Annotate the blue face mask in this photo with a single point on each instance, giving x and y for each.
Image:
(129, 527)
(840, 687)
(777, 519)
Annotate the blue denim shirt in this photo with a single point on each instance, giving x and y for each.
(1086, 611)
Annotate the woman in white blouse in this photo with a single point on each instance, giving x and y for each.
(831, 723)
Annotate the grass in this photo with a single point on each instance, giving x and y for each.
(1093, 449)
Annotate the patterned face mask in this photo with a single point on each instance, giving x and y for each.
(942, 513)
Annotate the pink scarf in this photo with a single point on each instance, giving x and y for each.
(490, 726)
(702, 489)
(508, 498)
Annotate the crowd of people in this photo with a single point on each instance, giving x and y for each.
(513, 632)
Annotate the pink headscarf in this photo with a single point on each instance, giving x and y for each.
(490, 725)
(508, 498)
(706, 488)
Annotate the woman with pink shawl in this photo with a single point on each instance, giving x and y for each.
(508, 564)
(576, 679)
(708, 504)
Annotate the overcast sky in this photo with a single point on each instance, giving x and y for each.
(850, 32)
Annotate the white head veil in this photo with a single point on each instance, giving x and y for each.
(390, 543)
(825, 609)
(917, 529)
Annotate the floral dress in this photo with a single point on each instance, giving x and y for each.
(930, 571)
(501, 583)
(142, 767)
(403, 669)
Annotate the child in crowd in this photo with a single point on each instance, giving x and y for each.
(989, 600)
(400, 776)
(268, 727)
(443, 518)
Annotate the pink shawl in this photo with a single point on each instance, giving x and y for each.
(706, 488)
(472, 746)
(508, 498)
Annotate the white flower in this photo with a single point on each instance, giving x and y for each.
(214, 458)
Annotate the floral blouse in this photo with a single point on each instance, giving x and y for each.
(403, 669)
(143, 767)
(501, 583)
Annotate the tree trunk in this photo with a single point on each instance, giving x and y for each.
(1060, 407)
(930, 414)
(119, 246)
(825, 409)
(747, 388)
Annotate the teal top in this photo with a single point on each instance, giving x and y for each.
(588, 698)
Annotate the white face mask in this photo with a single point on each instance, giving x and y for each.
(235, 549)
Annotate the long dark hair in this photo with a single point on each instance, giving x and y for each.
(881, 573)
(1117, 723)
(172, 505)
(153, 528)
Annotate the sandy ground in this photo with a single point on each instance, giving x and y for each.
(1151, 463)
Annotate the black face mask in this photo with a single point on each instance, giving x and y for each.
_ _ _
Give every entry again, exactly as it reads.

Annotate the blue face mask in this photo with a single point on each instance, giving x and y for each.
Image:
(129, 527)
(840, 687)
(777, 519)
Annotate the blue denim shirt in this photo with a single point on each instance, giving x and y for each.
(1086, 611)
Annotate the woman in white blouse in this photo with a single point on each instance, giving x and y for each.
(831, 723)
Annotate the grass in this photo with a single point on each instance, giving x and y for each.
(1093, 449)
Annotate the patterned face mask in this photo with a single point on each instance, giving x and y for each.
(942, 513)
Annotate the pink scarf in this photo with a single point on each instance, giving x and y for each.
(490, 726)
(702, 489)
(508, 498)
Annotate the crowd of people in this photo with a single point on each instance, giving x and y for each.
(513, 632)
Annotate the pink headscarf in this photo with a single point on each instance, giving x and y for each.
(490, 725)
(508, 498)
(706, 488)
Annotate the woman with pink shawl in this photo with a single point on each instance, giving x and y for each.
(508, 564)
(576, 679)
(708, 504)
Annotate the overcast sky in this photo with a single point on each instance, giving x and y for each.
(850, 32)
Annotate the white head veil in this photo with a single point on each instance, giving x and y for each.
(390, 543)
(825, 609)
(917, 529)
Annotate the floral dress in this photo with a single point on each instance, giving x and y for each.
(930, 571)
(501, 583)
(142, 767)
(403, 669)
Annotate the child in crowd in this photo with a single point on each instance, giving x and y for each.
(989, 600)
(400, 776)
(268, 727)
(443, 518)
Annotate the pink shawl in this photo with a single point on each instance, giving x and y for each.
(706, 488)
(472, 746)
(508, 498)
Annotate the white flower in this photo with a single point on each instance, giving x and y for each.
(214, 458)
Annotate the floral blouse in this photo with a single point on each instance, giving x and y for each.
(403, 669)
(143, 767)
(501, 583)
Annotate the tree trunk in this photo with a single point on each instance, giving x and y for each.
(1060, 407)
(930, 414)
(119, 246)
(825, 409)
(747, 388)
Annotate the teal top in this photo with a single point on each instance, giving x and y for each.
(588, 698)
Annotate the white face mask in this photo with a single point on each instance, giving x and y for each.
(235, 549)
Annotate the long dark hair in this photo with a single point on each instance, giving x and y for each.
(881, 573)
(1117, 723)
(172, 505)
(153, 528)
Annotate the sandy ground in this photo with a single point on each instance, giving x and y for each.
(1151, 463)
Annotate the black face mask in this photo with a single point on each instance, giving x and y for each.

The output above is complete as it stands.